Rewrite the lines starting at the one that has "Capture the green blurred" and continuing through the last line, replacing "blurred" with "hazy" and leaving everything else unchanged.
* BEGIN Provided records *
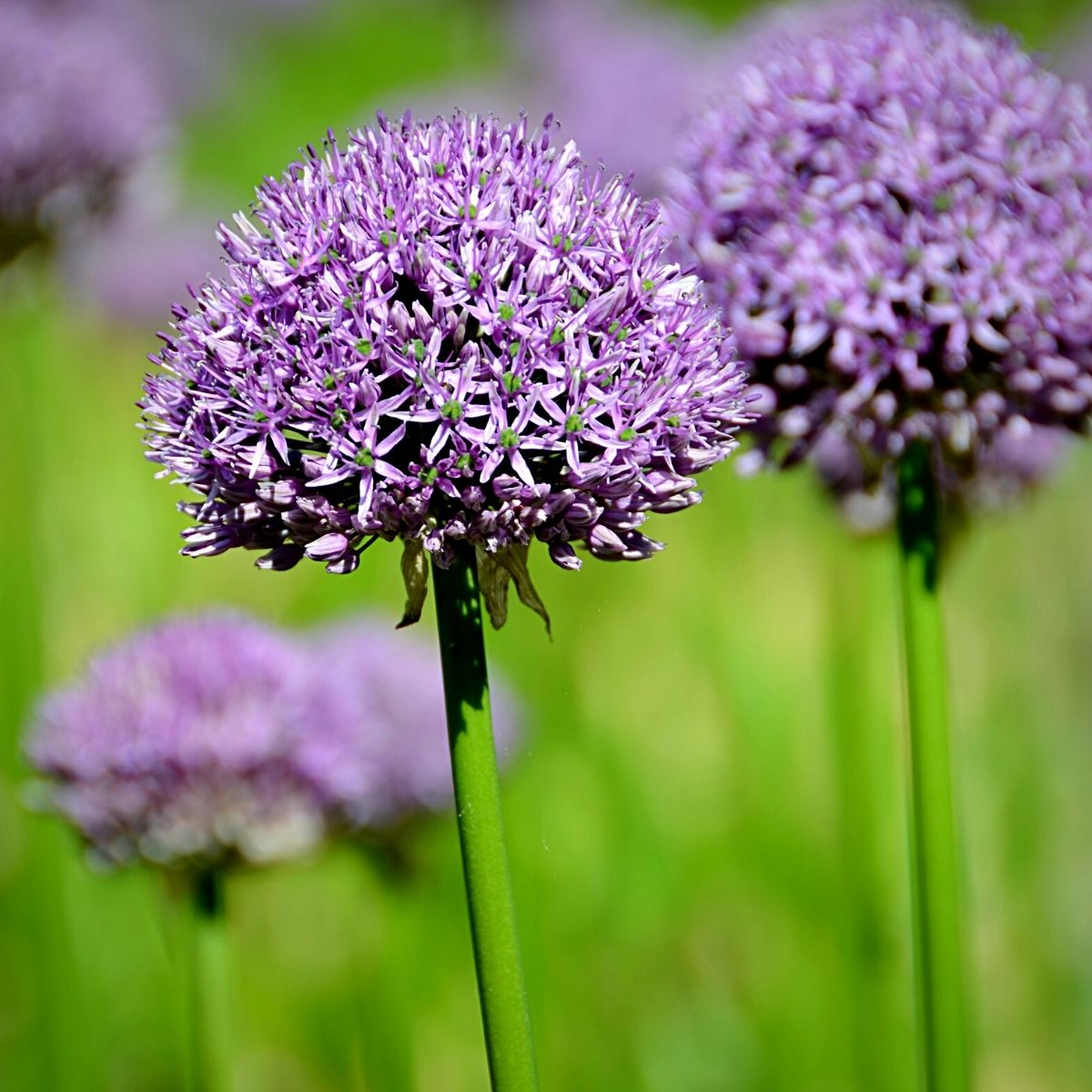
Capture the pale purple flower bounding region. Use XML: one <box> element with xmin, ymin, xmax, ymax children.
<box><xmin>513</xmin><ymin>0</ymin><xmax>725</xmax><ymax>193</ymax></box>
<box><xmin>26</xmin><ymin>615</ymin><xmax>326</xmax><ymax>866</ymax></box>
<box><xmin>143</xmin><ymin>114</ymin><xmax>746</xmax><ymax>621</ymax></box>
<box><xmin>296</xmin><ymin>621</ymin><xmax>519</xmax><ymax>832</ymax></box>
<box><xmin>0</xmin><ymin>0</ymin><xmax>162</xmax><ymax>260</ymax></box>
<box><xmin>671</xmin><ymin>5</ymin><xmax>1092</xmax><ymax>500</ymax></box>
<box><xmin>509</xmin><ymin>0</ymin><xmax>877</xmax><ymax>196</ymax></box>
<box><xmin>810</xmin><ymin>417</ymin><xmax>1068</xmax><ymax>535</ymax></box>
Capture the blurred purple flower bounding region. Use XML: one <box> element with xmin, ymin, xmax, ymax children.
<box><xmin>58</xmin><ymin>157</ymin><xmax>220</xmax><ymax>326</ymax></box>
<box><xmin>143</xmin><ymin>114</ymin><xmax>746</xmax><ymax>624</ymax></box>
<box><xmin>296</xmin><ymin>621</ymin><xmax>519</xmax><ymax>831</ymax></box>
<box><xmin>671</xmin><ymin>6</ymin><xmax>1092</xmax><ymax>502</ymax></box>
<box><xmin>27</xmin><ymin>615</ymin><xmax>324</xmax><ymax>864</ymax></box>
<box><xmin>26</xmin><ymin>613</ymin><xmax>519</xmax><ymax>866</ymax></box>
<box><xmin>0</xmin><ymin>0</ymin><xmax>162</xmax><ymax>261</ymax></box>
<box><xmin>74</xmin><ymin>0</ymin><xmax>320</xmax><ymax>113</ymax></box>
<box><xmin>514</xmin><ymin>0</ymin><xmax>724</xmax><ymax>193</ymax></box>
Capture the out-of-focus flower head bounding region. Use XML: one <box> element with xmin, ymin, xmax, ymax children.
<box><xmin>514</xmin><ymin>0</ymin><xmax>723</xmax><ymax>193</ymax></box>
<box><xmin>27</xmin><ymin>615</ymin><xmax>324</xmax><ymax>866</ymax></box>
<box><xmin>296</xmin><ymin>621</ymin><xmax>520</xmax><ymax>832</ymax></box>
<box><xmin>506</xmin><ymin>0</ymin><xmax>886</xmax><ymax>196</ymax></box>
<box><xmin>810</xmin><ymin>417</ymin><xmax>1068</xmax><ymax>535</ymax></box>
<box><xmin>671</xmin><ymin>5</ymin><xmax>1092</xmax><ymax>506</ymax></box>
<box><xmin>0</xmin><ymin>0</ymin><xmax>162</xmax><ymax>261</ymax></box>
<box><xmin>143</xmin><ymin>114</ymin><xmax>747</xmax><ymax>624</ymax></box>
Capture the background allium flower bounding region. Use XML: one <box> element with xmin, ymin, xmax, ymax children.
<box><xmin>143</xmin><ymin>114</ymin><xmax>743</xmax><ymax>622</ymax></box>
<box><xmin>810</xmin><ymin>417</ymin><xmax>1067</xmax><ymax>534</ymax></box>
<box><xmin>514</xmin><ymin>0</ymin><xmax>724</xmax><ymax>195</ymax></box>
<box><xmin>296</xmin><ymin>622</ymin><xmax>519</xmax><ymax>830</ymax></box>
<box><xmin>27</xmin><ymin>615</ymin><xmax>324</xmax><ymax>864</ymax></box>
<box><xmin>672</xmin><ymin>6</ymin><xmax>1092</xmax><ymax>498</ymax></box>
<box><xmin>0</xmin><ymin>0</ymin><xmax>160</xmax><ymax>258</ymax></box>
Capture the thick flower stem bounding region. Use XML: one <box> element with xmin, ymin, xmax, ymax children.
<box><xmin>180</xmin><ymin>869</ymin><xmax>233</xmax><ymax>1092</ymax></box>
<box><xmin>899</xmin><ymin>444</ymin><xmax>970</xmax><ymax>1092</ymax></box>
<box><xmin>432</xmin><ymin>544</ymin><xmax>539</xmax><ymax>1092</ymax></box>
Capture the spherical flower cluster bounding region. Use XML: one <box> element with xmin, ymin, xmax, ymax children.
<box><xmin>26</xmin><ymin>613</ymin><xmax>517</xmax><ymax>867</ymax></box>
<box><xmin>512</xmin><ymin>0</ymin><xmax>724</xmax><ymax>193</ymax></box>
<box><xmin>296</xmin><ymin>621</ymin><xmax>519</xmax><ymax>831</ymax></box>
<box><xmin>672</xmin><ymin>6</ymin><xmax>1092</xmax><ymax>487</ymax></box>
<box><xmin>143</xmin><ymin>114</ymin><xmax>744</xmax><ymax>624</ymax></box>
<box><xmin>0</xmin><ymin>0</ymin><xmax>160</xmax><ymax>260</ymax></box>
<box><xmin>810</xmin><ymin>417</ymin><xmax>1067</xmax><ymax>535</ymax></box>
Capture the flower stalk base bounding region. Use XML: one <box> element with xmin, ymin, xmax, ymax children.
<box><xmin>432</xmin><ymin>542</ymin><xmax>539</xmax><ymax>1092</ymax></box>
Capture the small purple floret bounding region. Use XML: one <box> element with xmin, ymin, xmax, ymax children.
<box><xmin>143</xmin><ymin>114</ymin><xmax>746</xmax><ymax>590</ymax></box>
<box><xmin>672</xmin><ymin>6</ymin><xmax>1092</xmax><ymax>500</ymax></box>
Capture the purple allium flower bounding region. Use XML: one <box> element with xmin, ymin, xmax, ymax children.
<box><xmin>142</xmin><ymin>114</ymin><xmax>746</xmax><ymax>623</ymax></box>
<box><xmin>672</xmin><ymin>6</ymin><xmax>1092</xmax><ymax>500</ymax></box>
<box><xmin>810</xmin><ymin>417</ymin><xmax>1067</xmax><ymax>534</ymax></box>
<box><xmin>0</xmin><ymin>0</ymin><xmax>160</xmax><ymax>260</ymax></box>
<box><xmin>27</xmin><ymin>615</ymin><xmax>324</xmax><ymax>864</ymax></box>
<box><xmin>296</xmin><ymin>622</ymin><xmax>519</xmax><ymax>830</ymax></box>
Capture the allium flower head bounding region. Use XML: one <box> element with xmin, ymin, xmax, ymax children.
<box><xmin>296</xmin><ymin>621</ymin><xmax>519</xmax><ymax>831</ymax></box>
<box><xmin>27</xmin><ymin>615</ymin><xmax>324</xmax><ymax>864</ymax></box>
<box><xmin>0</xmin><ymin>0</ymin><xmax>160</xmax><ymax>260</ymax></box>
<box><xmin>672</xmin><ymin>6</ymin><xmax>1092</xmax><ymax>498</ymax></box>
<box><xmin>143</xmin><ymin>114</ymin><xmax>743</xmax><ymax>622</ymax></box>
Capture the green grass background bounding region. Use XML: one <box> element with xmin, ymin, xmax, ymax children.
<box><xmin>0</xmin><ymin>0</ymin><xmax>1092</xmax><ymax>1092</ymax></box>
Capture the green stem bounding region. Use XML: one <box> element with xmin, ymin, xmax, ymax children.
<box><xmin>432</xmin><ymin>544</ymin><xmax>539</xmax><ymax>1092</ymax></box>
<box><xmin>899</xmin><ymin>444</ymin><xmax>970</xmax><ymax>1092</ymax></box>
<box><xmin>180</xmin><ymin>869</ymin><xmax>233</xmax><ymax>1092</ymax></box>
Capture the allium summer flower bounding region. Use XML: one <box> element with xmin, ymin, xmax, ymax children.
<box><xmin>296</xmin><ymin>621</ymin><xmax>518</xmax><ymax>830</ymax></box>
<box><xmin>27</xmin><ymin>615</ymin><xmax>324</xmax><ymax>867</ymax></box>
<box><xmin>810</xmin><ymin>417</ymin><xmax>1066</xmax><ymax>534</ymax></box>
<box><xmin>0</xmin><ymin>0</ymin><xmax>160</xmax><ymax>260</ymax></box>
<box><xmin>142</xmin><ymin>114</ymin><xmax>744</xmax><ymax>622</ymax></box>
<box><xmin>672</xmin><ymin>6</ymin><xmax>1092</xmax><ymax>488</ymax></box>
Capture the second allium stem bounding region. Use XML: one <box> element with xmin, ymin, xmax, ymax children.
<box><xmin>432</xmin><ymin>544</ymin><xmax>539</xmax><ymax>1092</ymax></box>
<box><xmin>899</xmin><ymin>446</ymin><xmax>970</xmax><ymax>1092</ymax></box>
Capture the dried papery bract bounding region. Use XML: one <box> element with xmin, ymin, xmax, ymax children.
<box><xmin>670</xmin><ymin>5</ymin><xmax>1092</xmax><ymax>1092</ymax></box>
<box><xmin>143</xmin><ymin>114</ymin><xmax>747</xmax><ymax>1092</ymax></box>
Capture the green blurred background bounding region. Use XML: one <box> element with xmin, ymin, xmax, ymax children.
<box><xmin>0</xmin><ymin>0</ymin><xmax>1092</xmax><ymax>1092</ymax></box>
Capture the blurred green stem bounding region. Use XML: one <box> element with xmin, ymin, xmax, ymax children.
<box><xmin>432</xmin><ymin>542</ymin><xmax>539</xmax><ymax>1092</ymax></box>
<box><xmin>826</xmin><ymin>546</ymin><xmax>899</xmax><ymax>1092</ymax></box>
<box><xmin>899</xmin><ymin>444</ymin><xmax>970</xmax><ymax>1092</ymax></box>
<box><xmin>179</xmin><ymin>869</ymin><xmax>233</xmax><ymax>1092</ymax></box>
* END Provided records *
**Task solution:**
Capture the green hazy background bounding region. Use XML: one <box> element with xmin, ymin, xmax, ymax children.
<box><xmin>0</xmin><ymin>0</ymin><xmax>1092</xmax><ymax>1092</ymax></box>
Capture the hazy green stem bounding region. Use XML: one <box> element with xmin, ymin, xmax, ymax children.
<box><xmin>432</xmin><ymin>542</ymin><xmax>539</xmax><ymax>1092</ymax></box>
<box><xmin>826</xmin><ymin>546</ymin><xmax>899</xmax><ymax>1092</ymax></box>
<box><xmin>899</xmin><ymin>444</ymin><xmax>970</xmax><ymax>1092</ymax></box>
<box><xmin>179</xmin><ymin>869</ymin><xmax>233</xmax><ymax>1092</ymax></box>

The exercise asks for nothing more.